======== RECORDS FOR THE EXERCISE ========

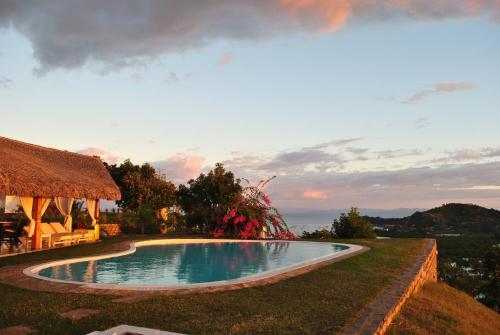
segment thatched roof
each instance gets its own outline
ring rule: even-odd
[[[120,190],[99,157],[45,148],[0,136],[0,194],[119,200]]]

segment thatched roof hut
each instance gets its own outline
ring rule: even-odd
[[[0,194],[119,200],[99,157],[0,137]]]

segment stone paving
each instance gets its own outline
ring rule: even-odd
[[[0,329],[2,335],[28,335],[34,334],[36,331],[27,326],[13,326]]]
[[[68,318],[71,320],[80,320],[88,316],[95,315],[97,313],[99,313],[99,310],[97,309],[78,308],[65,313],[60,313],[59,315],[62,316],[63,318]]]

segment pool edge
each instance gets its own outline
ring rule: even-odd
[[[230,239],[160,239],[160,240],[146,240],[146,241],[136,241],[129,244],[129,248],[124,251],[114,252],[110,254],[86,256],[69,258],[64,260],[56,260],[45,262],[41,264],[36,264],[27,267],[22,270],[25,276],[43,280],[46,282],[52,282],[54,284],[69,284],[75,287],[80,287],[83,289],[91,289],[97,291],[171,291],[171,292],[181,292],[181,291],[207,291],[207,290],[225,290],[225,289],[237,289],[250,286],[266,285],[268,283],[277,282],[286,278],[291,278],[298,276],[300,274],[315,270],[317,268],[326,266],[331,263],[335,263],[358,254],[364,253],[370,250],[369,247],[361,246],[357,244],[350,243],[335,243],[335,242],[312,242],[312,241],[286,241],[290,243],[328,243],[328,244],[339,244],[348,246],[349,249],[336,252],[331,255],[321,256],[313,258],[301,263],[264,271],[259,274],[250,275],[242,278],[223,280],[216,282],[207,283],[195,283],[195,284],[171,284],[171,285],[135,285],[135,284],[98,284],[98,283],[85,283],[79,281],[68,281],[60,279],[52,279],[44,276],[40,276],[39,272],[45,268],[79,263],[85,261],[113,258],[125,256],[134,253],[138,247],[150,246],[150,245],[166,245],[166,244],[202,244],[202,243],[256,243],[256,242],[283,242],[283,240],[230,240]]]

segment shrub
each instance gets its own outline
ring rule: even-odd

========

Scan the records for the string "thatched" and show every line that contains it.

RESULT OF THE TASK:
segment thatched roof
segment thatched roof hut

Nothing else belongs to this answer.